### EXERCISE DETAILS
Could you output every record again, exactly as given?

________________________

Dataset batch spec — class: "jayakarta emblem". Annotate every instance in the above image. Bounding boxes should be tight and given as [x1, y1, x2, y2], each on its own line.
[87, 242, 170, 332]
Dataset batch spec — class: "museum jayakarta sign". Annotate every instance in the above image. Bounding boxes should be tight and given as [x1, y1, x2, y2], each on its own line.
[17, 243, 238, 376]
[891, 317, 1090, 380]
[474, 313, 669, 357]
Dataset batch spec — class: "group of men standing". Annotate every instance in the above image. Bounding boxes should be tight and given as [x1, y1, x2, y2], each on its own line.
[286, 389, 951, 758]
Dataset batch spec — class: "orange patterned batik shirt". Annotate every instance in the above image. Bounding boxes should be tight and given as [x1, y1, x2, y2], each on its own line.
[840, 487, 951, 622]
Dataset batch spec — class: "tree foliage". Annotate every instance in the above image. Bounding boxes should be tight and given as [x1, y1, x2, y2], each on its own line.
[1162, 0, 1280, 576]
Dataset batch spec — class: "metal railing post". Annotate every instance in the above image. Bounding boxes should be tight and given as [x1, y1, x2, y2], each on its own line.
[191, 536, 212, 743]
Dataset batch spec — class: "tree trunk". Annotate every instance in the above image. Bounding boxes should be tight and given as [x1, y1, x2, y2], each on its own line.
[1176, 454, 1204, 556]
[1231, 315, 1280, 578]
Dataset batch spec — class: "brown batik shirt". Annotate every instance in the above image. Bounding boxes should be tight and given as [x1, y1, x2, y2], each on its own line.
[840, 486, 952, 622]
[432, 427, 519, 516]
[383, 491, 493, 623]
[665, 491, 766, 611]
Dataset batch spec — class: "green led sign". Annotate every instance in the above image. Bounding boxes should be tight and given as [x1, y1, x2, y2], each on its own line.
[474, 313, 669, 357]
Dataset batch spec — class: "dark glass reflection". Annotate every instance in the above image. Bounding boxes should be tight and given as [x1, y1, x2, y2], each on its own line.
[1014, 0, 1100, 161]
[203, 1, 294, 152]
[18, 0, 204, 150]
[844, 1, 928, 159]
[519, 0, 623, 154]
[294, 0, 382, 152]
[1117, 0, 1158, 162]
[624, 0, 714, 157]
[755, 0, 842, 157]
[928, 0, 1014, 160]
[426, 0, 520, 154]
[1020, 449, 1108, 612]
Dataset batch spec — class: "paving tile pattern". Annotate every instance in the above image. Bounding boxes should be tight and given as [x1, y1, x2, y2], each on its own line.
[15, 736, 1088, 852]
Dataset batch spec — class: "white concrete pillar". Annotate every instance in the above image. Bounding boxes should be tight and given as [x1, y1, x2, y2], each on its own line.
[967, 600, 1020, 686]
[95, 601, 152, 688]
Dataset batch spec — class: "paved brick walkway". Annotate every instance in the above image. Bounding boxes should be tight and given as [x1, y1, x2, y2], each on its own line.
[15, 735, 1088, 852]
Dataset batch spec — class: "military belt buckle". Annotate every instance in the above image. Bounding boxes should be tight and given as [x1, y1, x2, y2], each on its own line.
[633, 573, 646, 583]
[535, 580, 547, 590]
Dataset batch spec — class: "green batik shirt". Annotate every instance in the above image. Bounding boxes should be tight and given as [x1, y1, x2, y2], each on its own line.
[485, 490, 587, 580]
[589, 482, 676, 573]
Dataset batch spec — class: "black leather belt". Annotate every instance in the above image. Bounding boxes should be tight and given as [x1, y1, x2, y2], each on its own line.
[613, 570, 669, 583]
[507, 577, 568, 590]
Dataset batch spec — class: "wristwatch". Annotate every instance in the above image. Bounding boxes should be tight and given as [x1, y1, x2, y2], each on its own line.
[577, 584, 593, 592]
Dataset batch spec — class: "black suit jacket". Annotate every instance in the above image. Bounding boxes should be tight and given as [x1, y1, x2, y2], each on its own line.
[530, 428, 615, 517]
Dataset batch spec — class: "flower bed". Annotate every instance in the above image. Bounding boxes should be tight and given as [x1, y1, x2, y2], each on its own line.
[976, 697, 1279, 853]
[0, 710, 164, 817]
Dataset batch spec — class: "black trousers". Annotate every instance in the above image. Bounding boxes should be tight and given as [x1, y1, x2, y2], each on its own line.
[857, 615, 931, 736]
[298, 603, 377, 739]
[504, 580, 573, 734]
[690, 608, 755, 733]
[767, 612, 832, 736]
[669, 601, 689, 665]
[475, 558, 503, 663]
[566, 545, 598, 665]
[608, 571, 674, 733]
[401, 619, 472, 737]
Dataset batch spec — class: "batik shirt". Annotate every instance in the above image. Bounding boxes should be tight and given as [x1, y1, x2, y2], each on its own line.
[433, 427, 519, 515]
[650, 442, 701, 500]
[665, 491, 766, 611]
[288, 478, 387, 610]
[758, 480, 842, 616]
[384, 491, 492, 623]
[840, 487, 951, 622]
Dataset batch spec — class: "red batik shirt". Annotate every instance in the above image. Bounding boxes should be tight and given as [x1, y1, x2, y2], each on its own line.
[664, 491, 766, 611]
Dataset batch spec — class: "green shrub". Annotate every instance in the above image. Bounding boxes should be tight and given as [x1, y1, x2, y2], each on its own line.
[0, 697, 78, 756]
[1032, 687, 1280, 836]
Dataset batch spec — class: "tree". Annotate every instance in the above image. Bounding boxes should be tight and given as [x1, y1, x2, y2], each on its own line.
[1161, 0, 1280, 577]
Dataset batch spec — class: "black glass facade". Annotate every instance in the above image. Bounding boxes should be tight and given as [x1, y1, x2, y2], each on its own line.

________________________

### WRITTEN SOLUTION
Dataset batch spec — class: "jayakarta emblem". Annotate every instance in the above image. Bounding boxes should be tight and given as [x1, y1, x2, y2], each on its own line.
[87, 242, 170, 332]
Dataset batch spec — class: "museum jayakarta sign". Annotate every instance in the above image. Bounding boxes should be tight and given as [x1, y1, x2, y2], each on its own line.
[17, 243, 238, 376]
[891, 317, 1090, 380]
[474, 313, 669, 357]
Dataset batch spec — class: "group of men standing". Annotate every instance in the above image. Bounding boxes should be tight and given as [x1, y1, x2, y2], each on its own line.
[286, 389, 951, 758]
Dataset batch spec — class: "orange patterned batik shirt". Annotate every instance in the above image. Bounding boxes should be tight and given as [x1, y1, x2, y2], each on its own line.
[840, 487, 951, 622]
Dataset batch spec — class: "tree foliage". Annotate every instance in the above image. Bounding boxes should be tight and given as [x1, y1, x2, y2], each on its own line.
[1162, 0, 1280, 576]
Dataset batch spec — class: "metal railing post". Annotate every instance in the above image. Bounding boxes should be tight and given as [x1, y1, x2, y2], each on its own line.
[191, 536, 212, 743]
Dataset batch spec — class: "tree trunk". Annotate every instance in the above image. Bounding boxes should be tight and given as [x1, y1, x2, y2], each on its own line.
[1176, 454, 1204, 556]
[1231, 315, 1280, 578]
Dataset batch spec — class: "brown batik shirt". Annotate every instance in the above image. Bounding boxes should be tight and given as [x1, y1, x2, y2], each on its own line.
[840, 486, 952, 622]
[432, 427, 519, 516]
[383, 491, 493, 623]
[665, 491, 766, 611]
Dataset batch spec — class: "green led sign". Annotate every instance in the above image. Bounding boxes should be tight and given as [x1, y1, x2, y2], each on its own line.
[474, 313, 669, 357]
Dataset batch spec — class: "dark glass reflection". Annotate every instance in the above image. Bounding boxes should be tight and given as [x1, y1, x2, y2], each on its own line.
[1014, 0, 1100, 161]
[203, 1, 294, 152]
[18, 0, 204, 150]
[844, 1, 928, 159]
[519, 0, 623, 154]
[294, 0, 382, 152]
[1117, 0, 1158, 162]
[624, 0, 714, 157]
[755, 0, 842, 157]
[928, 0, 1014, 160]
[426, 0, 520, 154]
[1020, 449, 1108, 612]
Dataset batch spec — class: "paving tile pattern". Annotate every instance in the above image. Bounding boxes should be tight and given as [x1, y1, x2, y2], each on its own line.
[15, 736, 1088, 852]
Dataset batch spec — class: "white concrete pillar". Annotate every instance in the above image. Bounding boxes should be tight and given as [x1, y1, x2, y2], each on its own line.
[967, 600, 1020, 686]
[95, 601, 152, 688]
Dataset batch spec — class: "paved brick walkway". Annotate every instance in the above image. Bounding boxes should be tight and given as [x1, y1, x2, y2], each on its own line.
[15, 735, 1088, 852]
Dataset batch spec — class: "military belt buckle". Annotate every instance in the above image. Bounding boxes should be tight and given as [x1, y1, x2, y2], each on its own line.
[633, 573, 646, 583]
[535, 580, 547, 590]
Dataset batch spec — class: "green batik shirt". Annotate every instance in the above image. Bounding boxes should be tight and given as [x1, y1, x2, y2], each on its own line.
[485, 490, 587, 580]
[589, 482, 676, 573]
Dataset batch spec — class: "black leather belt". Annotate every instance in the above image. Bounding boxes should be tight and given as [x1, y1, x2, y2], each on its own line.
[613, 570, 669, 583]
[507, 577, 568, 590]
Dataset batch spec — class: "wristwatch". Annotate every instance in the above image. Bounding boxes should be tight and given as [x1, y1, x2, y2], each on its own line.
[577, 584, 593, 592]
Dataset batch spec — class: "black suit jacket". Annotate every instance in the above image. Bounding boxes should be tight and given as [x1, y1, x2, y2], each on its own line.
[530, 428, 615, 517]
Dataset batch spec — class: "flower bed". Annotate every instance in the above image. Bounding boxes should be tight and given as [x1, y1, x2, y2], each on its own line.
[976, 697, 1279, 853]
[0, 710, 164, 817]
Dataset batch spec — class: "black trousers". Annotate every instance in the above image. Bounding boxes should be tight and given as [x1, y1, x2, y2], each on its own line.
[857, 615, 931, 736]
[298, 603, 377, 739]
[504, 580, 573, 734]
[690, 608, 755, 733]
[767, 612, 832, 736]
[669, 601, 689, 665]
[475, 558, 503, 663]
[566, 545, 598, 665]
[608, 571, 674, 733]
[401, 619, 472, 737]
Dataset batch spec — class: "batik shirt". Annotate every instance in the above image. Bounding boxes should be tight and given as [x1, y1, x2, y2], each on its own line.
[433, 427, 519, 515]
[650, 442, 701, 500]
[665, 491, 766, 611]
[288, 478, 387, 610]
[758, 480, 842, 616]
[384, 491, 492, 623]
[840, 487, 951, 622]
Dataset batch spec — class: "red batik shirt". Annotate every instance in the above image. Bounding boxes should be tight and given as [x1, y1, x2, y2], each on its own line.
[664, 491, 766, 611]
Dataset batch spec — class: "green shrub". Annotate every instance in the above image. Bounding boxes should be tight and given as [x1, y1, x2, y2], each on its own line.
[0, 697, 78, 756]
[1032, 687, 1280, 836]
Dataset batch spec — class: "tree". Annotate every instance in the above image. Bounding boxes should be tight and given as [x1, y1, x2, y2], each on its own line.
[1161, 0, 1280, 577]
Dataset batch spec — class: "black glass facade". Annotate every instance in the above image. Bounding boxes should be tight and given as [x1, y1, x2, y2], each on its own line.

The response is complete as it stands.